Document segment:

#####

Cameras
Live Demo: Skybox
Cameras define the viewpoint and projection used to render the scene. Nightshade uses reversed-Z depth buffers for both perspective and orthographic projections, and supports infinite far planes, input smoothing, and arc-ball orbit controllers.
Camera Component
A camera entity needs a transform and the CAMERA component:
#![allow(unused)] fn main() { let camera = world.spawn_entities( LOCAL_TRANSFORM | GLOBAL_TRANSFORM | CAMERA, 1 )[0]; }
#![allow(unused)] fn main() { pub struct Camera { pub projection: Projection, pub smoothing: Option<Smoothing>, } pub enum Projection { Perspective(PerspectiveCamera), Orthographic(OrthographicCamera), } }
The default Camera uses a perspective projection (45 degree FOV, infinite far plane, 0.01 near plane) with smoothing enabled.

#####

Dataset content:
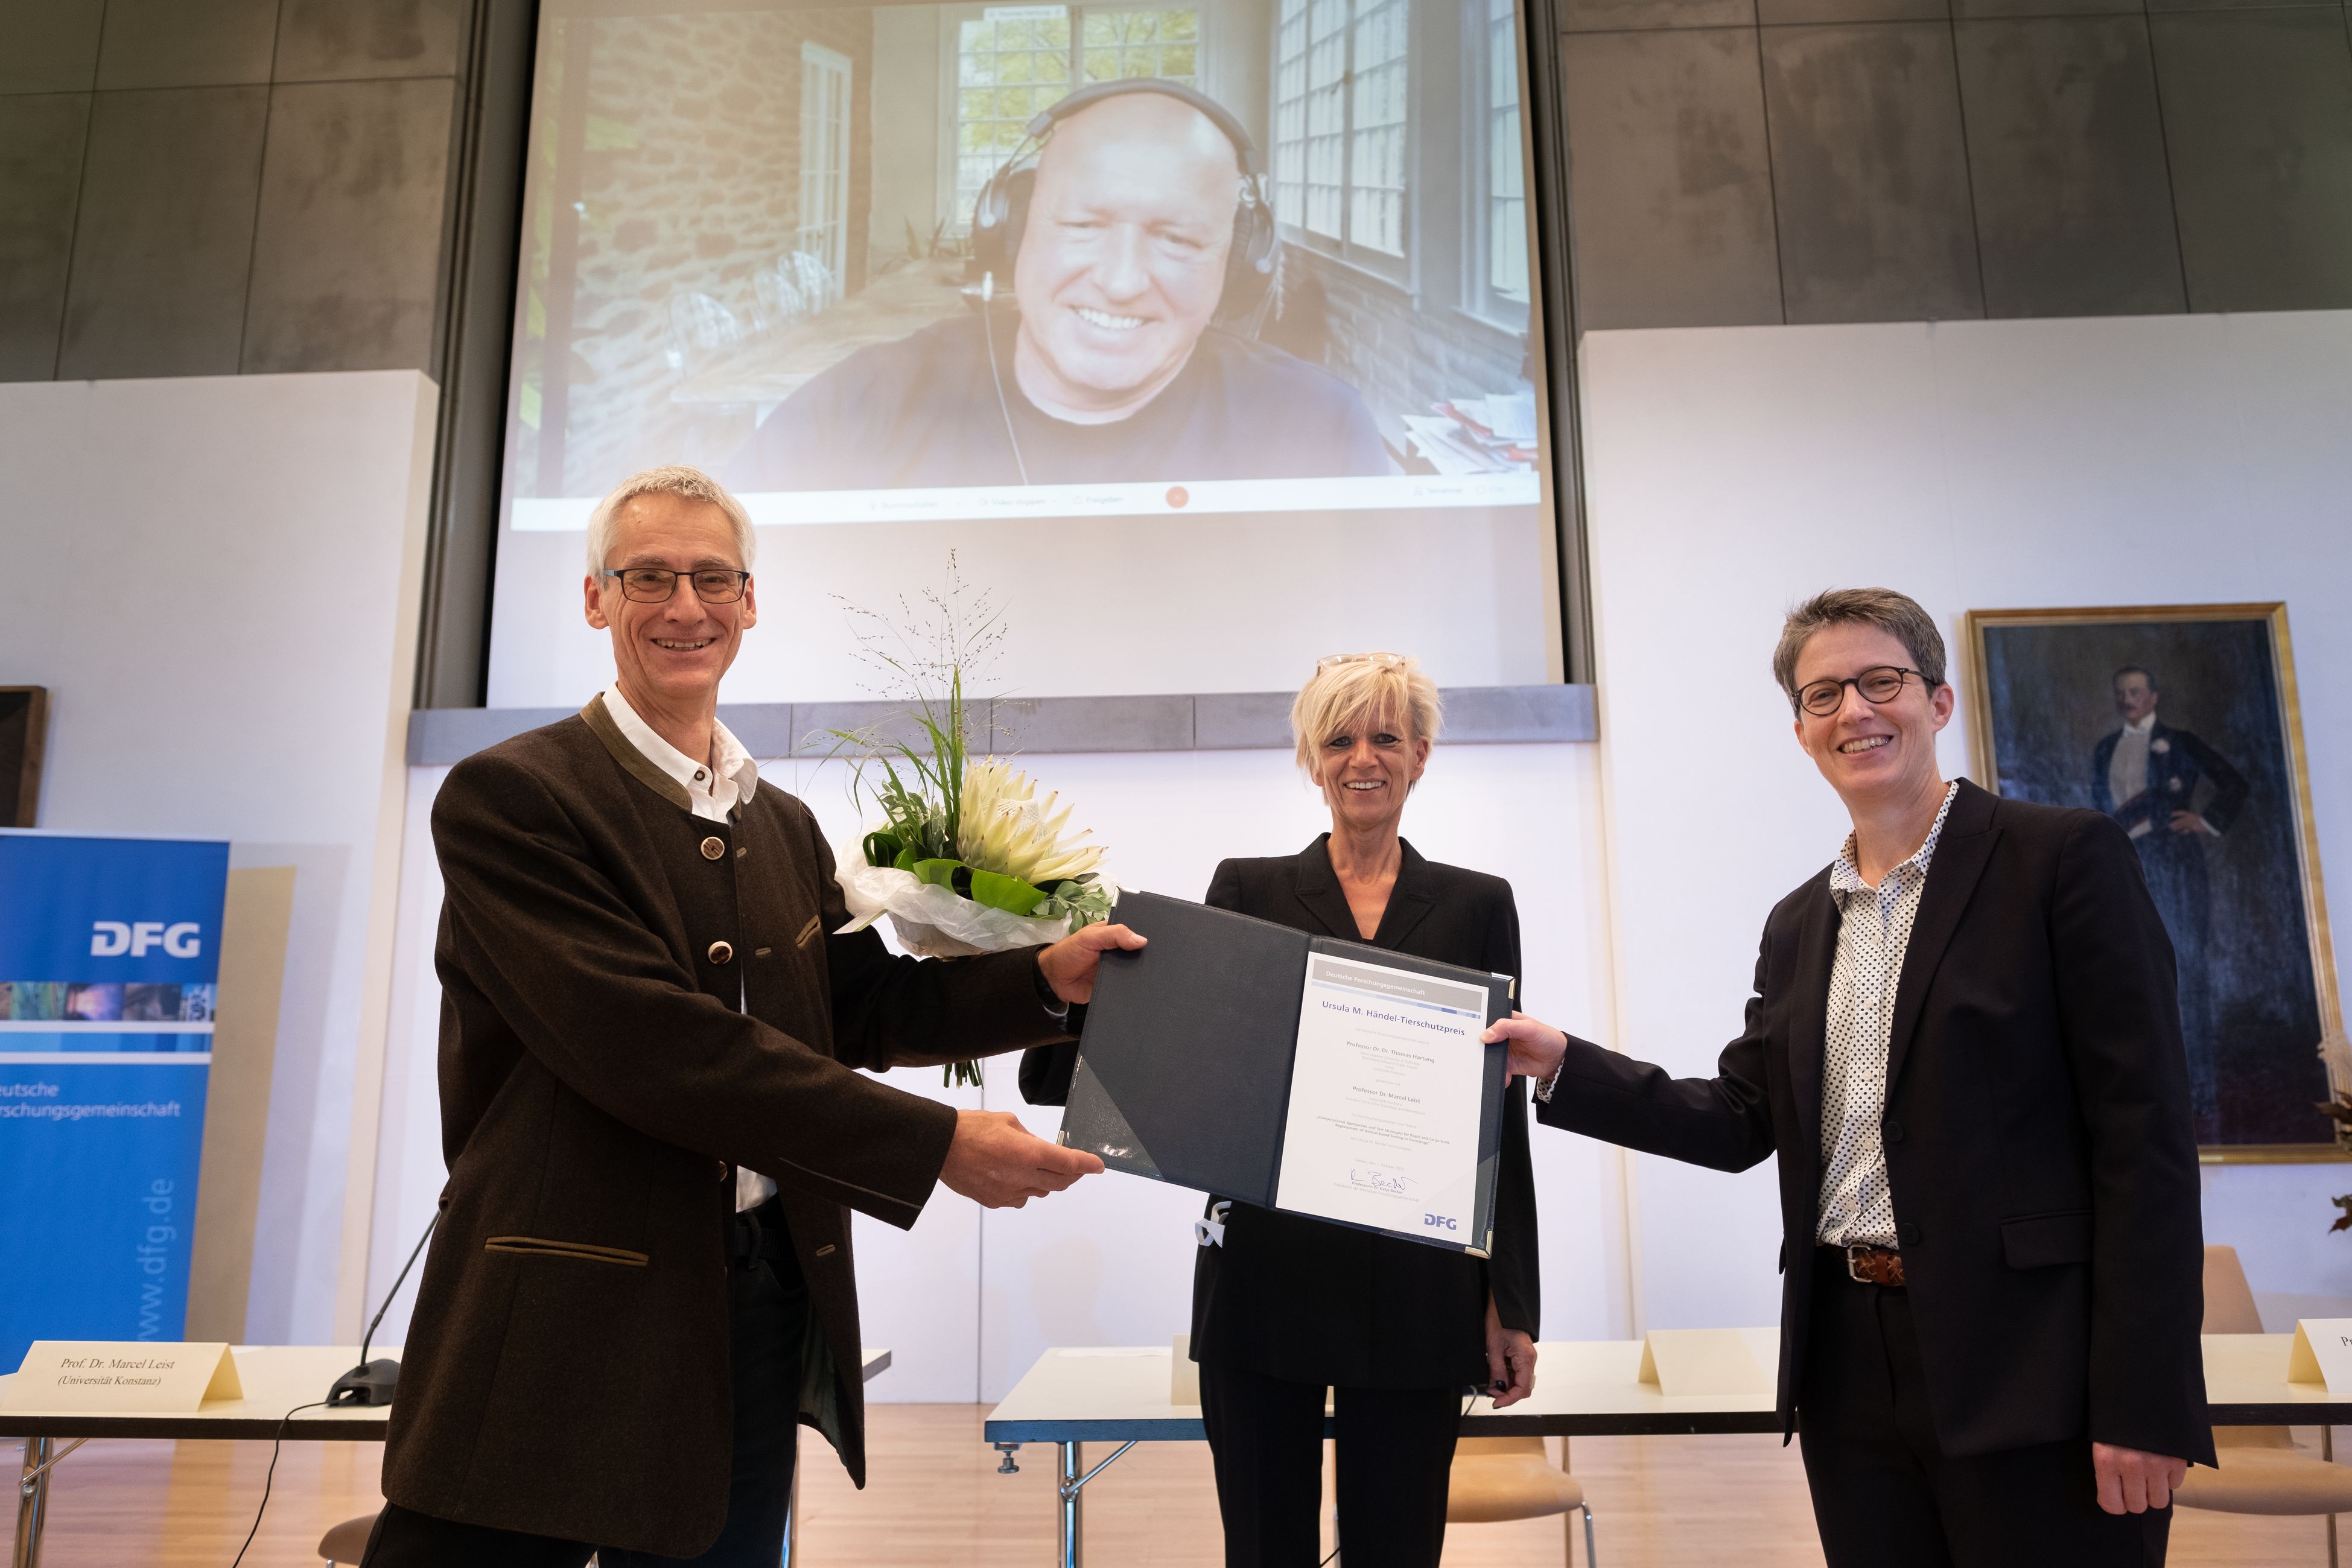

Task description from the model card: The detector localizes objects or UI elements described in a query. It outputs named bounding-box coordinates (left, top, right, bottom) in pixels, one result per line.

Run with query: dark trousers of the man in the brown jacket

#####

Action item:
In the camera documentation, what near plane value does the default Camera use?

Solution to this exercise:
0.01